◆ **Objectif a**: Recopiez à l'identique les lignes des enregistrements, depuis celle qui contient "Where can you see the blue and" jusqu'à celle qui contient "point(196, 265)", ces deux lignes comprises.

◆ **Page**:
Sur le grand cahier des opinions comptabilisant les incompétences supposées des enseignants, le Président de la République vient d’ajouter d’un coup de plume peu angélique une nouvelle doléance valant le détour, même si comme tous les chemins celui-ci mène à Rome, et plus précisément... au Vatican !

Au départ, il y a, après sa rencontre avec le pape, l’intronisation officielle le 20 décembre de Nicolas Sarkozy comme chanoine du Latran, étonnante cérémonie au cours de laquelle le président français a passé au Kärcher les fondements de notre république, dans la droite ligne de son livre sur le sujet (« La République, les religions, l’espérance »). Après s’être comparé aux religieux : « nous avons au moins une chose en commun, c’est la vocation. On n’est pas prêtre à moitié on l’est dans toutes les dimensions de sa vie, croyez bien qu’on n’est pas Président de la République à moitié », le président a montré sa bonne connaissance du dossier : « Je sais aussi que la qualité de votre formation, la fidélité au sacrement, la lecture de la bible et de la prière vous permettent de surmonter ces épreuves ». Pire encore, parlant de la séparation des églises et de l’état, il a ajouté avec sa compassion sélective habituelle : « je sais les souffrances que sa mise en œuvre a provoquées en France chez les catholiques, les prêtres, dans les congrégations, avant comme après 1905 ». Enfin, vint le coup de grâce évoqué en introduction : « dans la transmission des valeurs et dans l’apprentissage de la différence entre le bien et le mal, l’instituteur ne pourra jamais remplacer le pasteur ou le curé, parce qu’il lui manquera toujours la radicalité du sacrifice de sa vie et le charisme d’un engagement porté par l’espérance ».

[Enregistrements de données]
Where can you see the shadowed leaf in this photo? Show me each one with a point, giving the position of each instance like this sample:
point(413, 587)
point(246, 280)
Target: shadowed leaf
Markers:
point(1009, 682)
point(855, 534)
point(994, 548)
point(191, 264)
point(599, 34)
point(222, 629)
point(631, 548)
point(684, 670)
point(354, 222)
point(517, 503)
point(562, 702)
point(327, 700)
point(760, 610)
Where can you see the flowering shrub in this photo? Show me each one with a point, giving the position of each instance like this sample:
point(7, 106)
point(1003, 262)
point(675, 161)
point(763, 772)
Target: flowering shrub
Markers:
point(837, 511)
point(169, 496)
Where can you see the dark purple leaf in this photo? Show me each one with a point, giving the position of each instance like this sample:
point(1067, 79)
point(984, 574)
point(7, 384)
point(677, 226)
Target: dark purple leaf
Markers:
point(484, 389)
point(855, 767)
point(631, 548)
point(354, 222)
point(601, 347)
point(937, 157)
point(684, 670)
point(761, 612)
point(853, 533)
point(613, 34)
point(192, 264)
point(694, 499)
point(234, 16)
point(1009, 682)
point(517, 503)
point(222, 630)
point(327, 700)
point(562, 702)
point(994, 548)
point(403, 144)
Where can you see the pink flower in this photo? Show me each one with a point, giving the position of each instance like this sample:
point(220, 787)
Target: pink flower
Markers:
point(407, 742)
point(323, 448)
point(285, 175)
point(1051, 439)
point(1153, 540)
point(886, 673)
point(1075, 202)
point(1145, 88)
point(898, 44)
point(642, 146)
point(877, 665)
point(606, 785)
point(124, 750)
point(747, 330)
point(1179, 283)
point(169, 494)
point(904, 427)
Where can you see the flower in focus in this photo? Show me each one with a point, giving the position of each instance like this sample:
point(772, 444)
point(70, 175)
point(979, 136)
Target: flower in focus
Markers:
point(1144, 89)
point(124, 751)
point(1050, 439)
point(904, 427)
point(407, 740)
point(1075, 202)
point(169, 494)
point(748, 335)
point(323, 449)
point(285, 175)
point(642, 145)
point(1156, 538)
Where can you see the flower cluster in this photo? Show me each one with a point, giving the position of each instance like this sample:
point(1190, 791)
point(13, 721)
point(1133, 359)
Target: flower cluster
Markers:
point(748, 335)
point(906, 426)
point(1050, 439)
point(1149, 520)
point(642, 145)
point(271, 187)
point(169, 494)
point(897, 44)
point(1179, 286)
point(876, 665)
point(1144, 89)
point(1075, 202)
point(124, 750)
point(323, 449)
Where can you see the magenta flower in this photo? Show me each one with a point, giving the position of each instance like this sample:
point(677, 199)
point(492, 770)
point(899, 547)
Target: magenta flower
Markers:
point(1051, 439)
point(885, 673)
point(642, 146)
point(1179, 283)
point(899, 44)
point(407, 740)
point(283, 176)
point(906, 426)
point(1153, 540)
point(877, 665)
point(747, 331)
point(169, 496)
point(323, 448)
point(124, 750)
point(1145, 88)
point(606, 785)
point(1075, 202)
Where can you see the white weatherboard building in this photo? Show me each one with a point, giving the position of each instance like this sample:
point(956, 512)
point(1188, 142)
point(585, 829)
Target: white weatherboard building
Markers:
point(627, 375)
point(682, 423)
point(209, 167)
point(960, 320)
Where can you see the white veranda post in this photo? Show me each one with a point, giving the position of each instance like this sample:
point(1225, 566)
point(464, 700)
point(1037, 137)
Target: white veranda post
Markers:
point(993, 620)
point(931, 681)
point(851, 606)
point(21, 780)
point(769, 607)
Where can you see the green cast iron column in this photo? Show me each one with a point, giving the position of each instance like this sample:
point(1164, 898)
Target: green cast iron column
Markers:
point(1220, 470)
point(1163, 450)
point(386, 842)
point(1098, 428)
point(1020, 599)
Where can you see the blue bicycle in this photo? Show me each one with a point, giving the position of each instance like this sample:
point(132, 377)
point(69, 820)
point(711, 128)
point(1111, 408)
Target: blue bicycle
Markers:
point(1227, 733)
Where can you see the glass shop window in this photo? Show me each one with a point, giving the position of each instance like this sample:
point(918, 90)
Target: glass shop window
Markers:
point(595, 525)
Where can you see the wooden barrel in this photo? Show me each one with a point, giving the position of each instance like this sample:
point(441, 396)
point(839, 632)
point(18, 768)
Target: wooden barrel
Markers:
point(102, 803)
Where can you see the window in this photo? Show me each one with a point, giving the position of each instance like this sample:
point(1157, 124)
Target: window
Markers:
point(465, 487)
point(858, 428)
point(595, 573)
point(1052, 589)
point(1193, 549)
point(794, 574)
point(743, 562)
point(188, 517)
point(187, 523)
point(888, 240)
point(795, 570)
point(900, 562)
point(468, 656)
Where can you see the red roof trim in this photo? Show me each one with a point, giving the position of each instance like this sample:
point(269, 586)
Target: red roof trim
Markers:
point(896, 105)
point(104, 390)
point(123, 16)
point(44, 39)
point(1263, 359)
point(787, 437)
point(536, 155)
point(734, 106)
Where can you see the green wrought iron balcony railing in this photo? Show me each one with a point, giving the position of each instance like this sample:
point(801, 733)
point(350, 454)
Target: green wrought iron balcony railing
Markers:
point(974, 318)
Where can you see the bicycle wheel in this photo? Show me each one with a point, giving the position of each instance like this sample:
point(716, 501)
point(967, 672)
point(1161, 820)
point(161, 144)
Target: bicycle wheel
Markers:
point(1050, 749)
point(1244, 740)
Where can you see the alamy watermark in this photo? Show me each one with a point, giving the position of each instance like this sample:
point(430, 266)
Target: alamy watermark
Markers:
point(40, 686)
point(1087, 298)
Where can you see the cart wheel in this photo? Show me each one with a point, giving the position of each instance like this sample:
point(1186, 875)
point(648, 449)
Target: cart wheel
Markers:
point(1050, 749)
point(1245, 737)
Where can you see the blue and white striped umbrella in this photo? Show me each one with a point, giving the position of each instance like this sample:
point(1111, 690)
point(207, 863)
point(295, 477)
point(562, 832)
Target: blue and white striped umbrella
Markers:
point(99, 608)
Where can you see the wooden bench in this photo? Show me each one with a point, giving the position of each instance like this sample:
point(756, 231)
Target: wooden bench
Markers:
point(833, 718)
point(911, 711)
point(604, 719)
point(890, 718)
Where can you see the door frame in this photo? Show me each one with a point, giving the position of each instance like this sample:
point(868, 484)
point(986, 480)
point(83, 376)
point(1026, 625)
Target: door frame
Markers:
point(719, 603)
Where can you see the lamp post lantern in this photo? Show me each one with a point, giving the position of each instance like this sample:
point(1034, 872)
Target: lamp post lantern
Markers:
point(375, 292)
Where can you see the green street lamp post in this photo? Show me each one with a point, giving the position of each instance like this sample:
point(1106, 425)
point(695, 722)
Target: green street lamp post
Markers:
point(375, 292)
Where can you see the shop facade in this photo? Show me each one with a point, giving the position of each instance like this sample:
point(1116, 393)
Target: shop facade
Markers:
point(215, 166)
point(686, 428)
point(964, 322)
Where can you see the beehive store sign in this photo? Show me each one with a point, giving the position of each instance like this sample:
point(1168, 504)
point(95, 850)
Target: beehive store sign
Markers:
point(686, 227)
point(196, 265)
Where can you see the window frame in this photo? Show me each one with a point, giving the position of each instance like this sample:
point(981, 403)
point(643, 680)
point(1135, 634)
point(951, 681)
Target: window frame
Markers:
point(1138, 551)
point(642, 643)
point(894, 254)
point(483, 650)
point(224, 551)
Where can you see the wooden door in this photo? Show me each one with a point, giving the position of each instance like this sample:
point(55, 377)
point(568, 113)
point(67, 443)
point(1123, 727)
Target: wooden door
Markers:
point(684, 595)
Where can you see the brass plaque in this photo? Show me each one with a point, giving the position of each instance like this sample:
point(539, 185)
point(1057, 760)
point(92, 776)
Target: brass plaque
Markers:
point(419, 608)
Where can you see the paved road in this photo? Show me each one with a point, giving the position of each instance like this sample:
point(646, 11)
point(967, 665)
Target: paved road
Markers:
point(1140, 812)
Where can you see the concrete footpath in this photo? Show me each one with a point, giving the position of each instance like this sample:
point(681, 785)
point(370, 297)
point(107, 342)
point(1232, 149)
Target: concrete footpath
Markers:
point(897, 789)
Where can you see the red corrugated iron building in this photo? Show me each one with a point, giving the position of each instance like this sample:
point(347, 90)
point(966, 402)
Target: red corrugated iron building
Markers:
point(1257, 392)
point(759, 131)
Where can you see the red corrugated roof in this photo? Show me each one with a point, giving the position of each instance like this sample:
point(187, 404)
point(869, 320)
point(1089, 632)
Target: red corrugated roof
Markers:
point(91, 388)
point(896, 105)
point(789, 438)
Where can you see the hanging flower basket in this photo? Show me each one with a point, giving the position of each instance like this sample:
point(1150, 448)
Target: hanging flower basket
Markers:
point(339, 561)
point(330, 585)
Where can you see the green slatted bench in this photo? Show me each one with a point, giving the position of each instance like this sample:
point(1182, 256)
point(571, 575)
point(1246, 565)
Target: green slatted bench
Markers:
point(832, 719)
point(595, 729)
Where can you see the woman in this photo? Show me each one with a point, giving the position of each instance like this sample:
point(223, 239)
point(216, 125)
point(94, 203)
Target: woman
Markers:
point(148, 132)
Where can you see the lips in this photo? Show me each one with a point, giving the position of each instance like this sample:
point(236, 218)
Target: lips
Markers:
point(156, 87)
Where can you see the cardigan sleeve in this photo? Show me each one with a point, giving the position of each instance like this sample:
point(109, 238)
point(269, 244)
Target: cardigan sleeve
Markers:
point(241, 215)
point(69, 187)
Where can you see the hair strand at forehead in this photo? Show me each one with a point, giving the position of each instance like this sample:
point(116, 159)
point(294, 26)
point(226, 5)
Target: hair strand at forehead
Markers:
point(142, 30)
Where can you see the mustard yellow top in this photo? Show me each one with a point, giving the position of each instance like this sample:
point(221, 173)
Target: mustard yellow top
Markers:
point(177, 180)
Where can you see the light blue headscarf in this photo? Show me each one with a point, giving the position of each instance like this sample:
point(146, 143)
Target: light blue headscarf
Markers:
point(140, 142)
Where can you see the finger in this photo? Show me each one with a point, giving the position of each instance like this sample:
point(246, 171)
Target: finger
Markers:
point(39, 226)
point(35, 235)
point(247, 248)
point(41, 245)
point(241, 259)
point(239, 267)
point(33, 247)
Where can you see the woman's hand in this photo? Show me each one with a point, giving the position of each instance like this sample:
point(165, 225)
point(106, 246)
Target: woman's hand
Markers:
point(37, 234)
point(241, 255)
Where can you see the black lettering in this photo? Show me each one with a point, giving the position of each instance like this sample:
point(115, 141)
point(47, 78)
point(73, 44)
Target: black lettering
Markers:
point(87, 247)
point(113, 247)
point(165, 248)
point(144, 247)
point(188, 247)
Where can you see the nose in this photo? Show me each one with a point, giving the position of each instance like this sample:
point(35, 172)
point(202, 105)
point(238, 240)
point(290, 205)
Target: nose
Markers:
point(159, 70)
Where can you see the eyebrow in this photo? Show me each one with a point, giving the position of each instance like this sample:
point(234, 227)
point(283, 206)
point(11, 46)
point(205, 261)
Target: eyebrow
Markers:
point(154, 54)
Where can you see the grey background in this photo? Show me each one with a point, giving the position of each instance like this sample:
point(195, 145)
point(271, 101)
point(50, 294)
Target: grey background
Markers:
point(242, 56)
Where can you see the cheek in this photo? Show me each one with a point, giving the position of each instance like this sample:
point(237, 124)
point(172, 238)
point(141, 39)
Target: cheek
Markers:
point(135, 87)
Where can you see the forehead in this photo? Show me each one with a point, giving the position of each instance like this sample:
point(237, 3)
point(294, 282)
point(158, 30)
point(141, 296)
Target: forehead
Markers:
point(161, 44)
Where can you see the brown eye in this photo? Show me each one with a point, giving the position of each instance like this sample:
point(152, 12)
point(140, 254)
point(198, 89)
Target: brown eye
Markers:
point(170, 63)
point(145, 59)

◆ **Objectif b**: Prolongez au-delà de sa dernière phrase l'article sur le discours de Nicolas Sarkozy au Latran.

◆ **Réponse attendue a**:
Where can you see the blue and white striped umbrella in this photo? Show me each one with a point, giving the position of each instance like this sample:
point(1111, 690)
point(207, 863)
point(295, 477)
point(562, 832)
Target: blue and white striped umbrella
Markers:
point(99, 608)
Where can you see the wooden bench in this photo? Show me each one with a point, giving the position of each instance like this sample:
point(756, 231)
Target: wooden bench
Markers:
point(833, 718)
point(911, 711)
point(604, 719)
point(890, 718)
Where can you see the door frame in this photo? Show me each one with a point, giving the position of each instance like this sample:
point(868, 484)
point(986, 480)
point(83, 376)
point(1026, 625)
Target: door frame
Markers:
point(719, 603)
Where can you see the lamp post lantern in this photo? Show me each one with a point, giving the position of each instance like this sample:
point(1034, 872)
Target: lamp post lantern
Markers:
point(375, 292)
Where can you see the green street lamp post in this photo? Show me each one with a point, giving the position of each instance like this sample:
point(1106, 425)
point(695, 722)
Target: green street lamp post
Markers:
point(375, 292)
Where can you see the shop facade in this photo? Show me each one with a point, giving the position of each instance like this sample:
point(1116, 393)
Target: shop facade
Markers:
point(215, 166)
point(686, 428)
point(964, 322)
Where can you see the beehive store sign in this photo? Show me each one with a point, giving the position of each instance like this sample:
point(1168, 504)
point(95, 850)
Target: beehive store sign
Markers:
point(686, 227)
point(196, 265)

◆ **Réponse attendue b**:
Ah, c’est qu’on le connaît bien ce fonctionnaire grisâtre sans espérance, incapable de sacrifier sa vie et qui, à l’instar de « l’homme africain », jamais ne s’élance vers l’avenir, jamais ne sort de la répétition pour s’inventer un destin (discours de Dakar 26/7/07) ! Alors, pour une fois, inversons les rôles et, à grand renfort d’imagination, voyons ce qu’aurait dit un autre Nicolas Sarkozy, radical-socialiste celui-là, à un président qui mériterait franchement de se faire sonner les cloches :

Dis donc toi qu’as fait ton droit, t’as pas bien compris ta leçon ou quoi ? Parce qu’entre c’que tu dis et c’que tu fais, y a la place pour faire passer toute la grande parade d’Eurodisney et l’public qui va avec ! Y a personne qui t’a expliqué qu’d’puis plus d’un siècle la République ne reconnaît, ne salarie ni n’subventionne aucun culte ? Mais qu’est-ce qu’elle fout M’ame Chabot ? C’est quand même toi, l’garant des institutions, non ? Alors qu’est-ce qui t’prend d’amuser la racaille intégriste ? Arrête de fréquenter Bigard et son « lâcher de salopes », oublie Clavier et ses imitations d’Jacouille, et file réviser l’article 1er d’la Constitution ! Tu verras qu’la République française est laïque, démocratique et sociale.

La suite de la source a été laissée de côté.